— Start DATA PROVIDED —

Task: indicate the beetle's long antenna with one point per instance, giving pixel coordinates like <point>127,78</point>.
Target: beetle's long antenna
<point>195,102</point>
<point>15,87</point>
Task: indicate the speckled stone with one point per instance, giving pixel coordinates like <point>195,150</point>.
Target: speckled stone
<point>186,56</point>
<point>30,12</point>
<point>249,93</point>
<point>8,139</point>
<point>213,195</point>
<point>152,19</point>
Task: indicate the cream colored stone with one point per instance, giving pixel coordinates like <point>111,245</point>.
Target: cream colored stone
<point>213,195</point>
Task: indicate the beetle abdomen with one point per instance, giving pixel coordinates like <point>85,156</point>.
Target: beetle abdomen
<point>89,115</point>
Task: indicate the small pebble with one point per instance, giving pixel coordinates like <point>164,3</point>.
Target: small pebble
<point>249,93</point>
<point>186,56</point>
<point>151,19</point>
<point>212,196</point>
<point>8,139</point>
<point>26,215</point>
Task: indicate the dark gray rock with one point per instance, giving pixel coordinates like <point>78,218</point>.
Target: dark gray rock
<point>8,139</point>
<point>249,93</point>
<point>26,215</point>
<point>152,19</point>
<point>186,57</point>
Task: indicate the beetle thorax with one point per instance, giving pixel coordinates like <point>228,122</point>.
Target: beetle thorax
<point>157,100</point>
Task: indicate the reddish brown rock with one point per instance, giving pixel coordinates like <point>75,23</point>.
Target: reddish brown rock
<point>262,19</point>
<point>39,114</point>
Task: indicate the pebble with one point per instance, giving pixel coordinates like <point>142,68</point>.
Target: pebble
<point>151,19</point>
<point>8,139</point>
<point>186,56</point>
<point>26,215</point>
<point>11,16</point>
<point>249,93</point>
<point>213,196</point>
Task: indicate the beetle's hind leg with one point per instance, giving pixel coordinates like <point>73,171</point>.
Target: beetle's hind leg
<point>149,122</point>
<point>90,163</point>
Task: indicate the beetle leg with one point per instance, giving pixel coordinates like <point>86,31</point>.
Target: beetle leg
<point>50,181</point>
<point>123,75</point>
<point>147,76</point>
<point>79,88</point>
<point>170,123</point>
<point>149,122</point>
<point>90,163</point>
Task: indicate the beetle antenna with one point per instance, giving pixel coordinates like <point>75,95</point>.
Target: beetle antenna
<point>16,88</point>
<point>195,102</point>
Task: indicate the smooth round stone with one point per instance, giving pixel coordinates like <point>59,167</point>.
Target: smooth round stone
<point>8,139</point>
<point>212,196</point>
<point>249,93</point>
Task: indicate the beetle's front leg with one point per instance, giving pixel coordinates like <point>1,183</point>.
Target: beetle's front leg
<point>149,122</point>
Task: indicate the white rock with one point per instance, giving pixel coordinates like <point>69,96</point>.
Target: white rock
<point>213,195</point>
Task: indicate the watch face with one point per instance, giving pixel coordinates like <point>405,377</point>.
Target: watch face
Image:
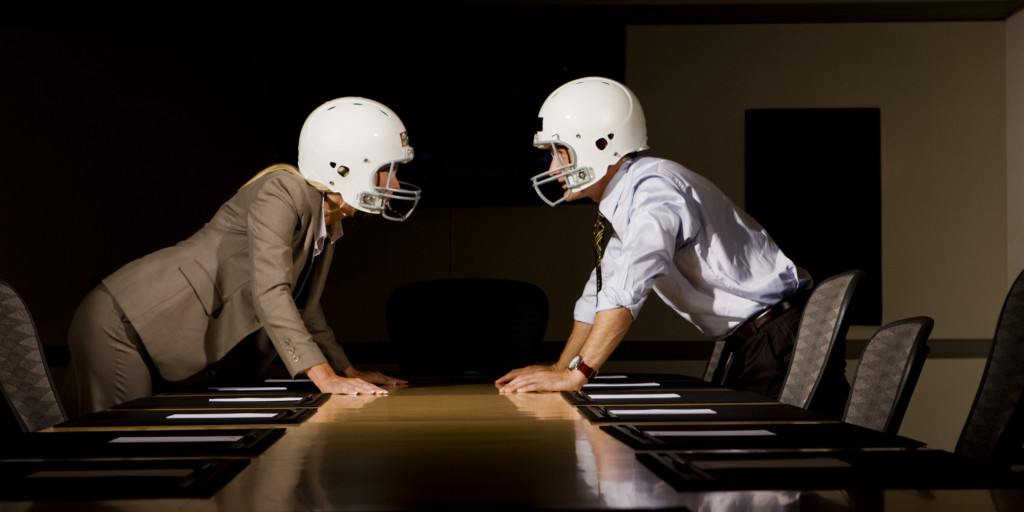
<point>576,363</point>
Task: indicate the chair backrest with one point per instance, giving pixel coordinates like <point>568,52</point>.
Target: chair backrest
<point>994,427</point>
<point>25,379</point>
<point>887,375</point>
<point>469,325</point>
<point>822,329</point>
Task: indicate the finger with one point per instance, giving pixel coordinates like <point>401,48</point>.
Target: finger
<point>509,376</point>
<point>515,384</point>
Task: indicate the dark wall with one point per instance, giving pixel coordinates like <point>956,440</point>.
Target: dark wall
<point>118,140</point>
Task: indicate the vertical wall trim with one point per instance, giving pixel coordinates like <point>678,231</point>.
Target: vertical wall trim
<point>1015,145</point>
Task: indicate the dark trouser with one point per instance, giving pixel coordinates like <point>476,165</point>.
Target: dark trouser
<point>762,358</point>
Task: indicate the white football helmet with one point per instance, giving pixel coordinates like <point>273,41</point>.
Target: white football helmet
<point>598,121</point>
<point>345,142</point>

— End DATA PROVIDED —
— Start DATA PROVIDED —

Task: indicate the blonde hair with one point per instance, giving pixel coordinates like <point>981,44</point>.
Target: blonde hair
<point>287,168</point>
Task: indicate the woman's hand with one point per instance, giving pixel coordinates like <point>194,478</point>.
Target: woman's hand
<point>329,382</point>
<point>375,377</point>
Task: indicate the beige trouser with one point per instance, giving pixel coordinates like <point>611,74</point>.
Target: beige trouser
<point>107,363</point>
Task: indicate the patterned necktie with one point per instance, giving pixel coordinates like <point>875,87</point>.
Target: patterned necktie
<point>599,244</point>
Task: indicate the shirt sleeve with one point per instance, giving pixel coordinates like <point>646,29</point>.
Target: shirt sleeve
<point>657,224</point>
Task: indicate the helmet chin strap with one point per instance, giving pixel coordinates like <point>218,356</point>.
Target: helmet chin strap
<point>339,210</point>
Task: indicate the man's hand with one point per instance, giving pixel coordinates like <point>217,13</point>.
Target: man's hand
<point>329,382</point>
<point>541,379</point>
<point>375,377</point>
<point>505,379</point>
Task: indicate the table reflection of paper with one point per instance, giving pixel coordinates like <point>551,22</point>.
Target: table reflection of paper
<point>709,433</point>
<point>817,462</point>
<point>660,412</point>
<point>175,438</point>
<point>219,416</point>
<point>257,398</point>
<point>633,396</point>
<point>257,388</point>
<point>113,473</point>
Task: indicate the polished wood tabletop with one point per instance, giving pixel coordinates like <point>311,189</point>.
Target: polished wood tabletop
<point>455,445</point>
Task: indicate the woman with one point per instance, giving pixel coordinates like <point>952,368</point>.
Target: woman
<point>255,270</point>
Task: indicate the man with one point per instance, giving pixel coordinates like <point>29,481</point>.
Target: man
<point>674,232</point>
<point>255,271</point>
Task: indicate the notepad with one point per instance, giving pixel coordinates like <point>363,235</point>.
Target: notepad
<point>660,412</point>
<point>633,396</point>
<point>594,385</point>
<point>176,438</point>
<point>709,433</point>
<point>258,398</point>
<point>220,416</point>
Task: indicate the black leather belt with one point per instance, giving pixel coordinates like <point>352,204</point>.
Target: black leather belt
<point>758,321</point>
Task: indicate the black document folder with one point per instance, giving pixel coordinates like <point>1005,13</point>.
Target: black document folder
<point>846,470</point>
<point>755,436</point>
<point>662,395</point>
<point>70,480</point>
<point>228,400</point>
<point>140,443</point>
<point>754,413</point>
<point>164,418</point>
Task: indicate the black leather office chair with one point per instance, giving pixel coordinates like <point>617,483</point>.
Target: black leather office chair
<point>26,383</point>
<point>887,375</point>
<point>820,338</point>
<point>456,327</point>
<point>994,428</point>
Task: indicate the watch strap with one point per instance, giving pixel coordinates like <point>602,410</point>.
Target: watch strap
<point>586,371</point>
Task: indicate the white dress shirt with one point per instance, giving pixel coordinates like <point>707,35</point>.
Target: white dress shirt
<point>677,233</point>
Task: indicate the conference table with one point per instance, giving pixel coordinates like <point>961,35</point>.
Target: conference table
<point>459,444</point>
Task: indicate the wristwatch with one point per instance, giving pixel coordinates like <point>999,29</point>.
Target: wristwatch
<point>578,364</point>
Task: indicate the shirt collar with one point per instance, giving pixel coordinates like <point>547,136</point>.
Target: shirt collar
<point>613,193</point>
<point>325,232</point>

— End DATA PROVIDED —

→ EXERCISE: Rewrite the lines from the one with "Task: indicate the man with" to the one with "<point>758,321</point>", changing "notepad" to "notebook" and keeping everything else the same.

→ TASK OUTPUT:
Task: indicate the man with one point per instance, giving pixel coordinates like <point>29,481</point>.
Target: man
<point>674,232</point>
<point>255,271</point>
Task: indicate the notebook with one point per instance, giving pixel coordinates like <point>363,235</point>.
Target: notebook
<point>660,412</point>
<point>633,396</point>
<point>594,385</point>
<point>176,438</point>
<point>709,433</point>
<point>258,398</point>
<point>220,416</point>
Task: indicate the black leather belt with one point per instance, giving pixel coordinates like <point>352,204</point>.
Target: black leather belt
<point>758,321</point>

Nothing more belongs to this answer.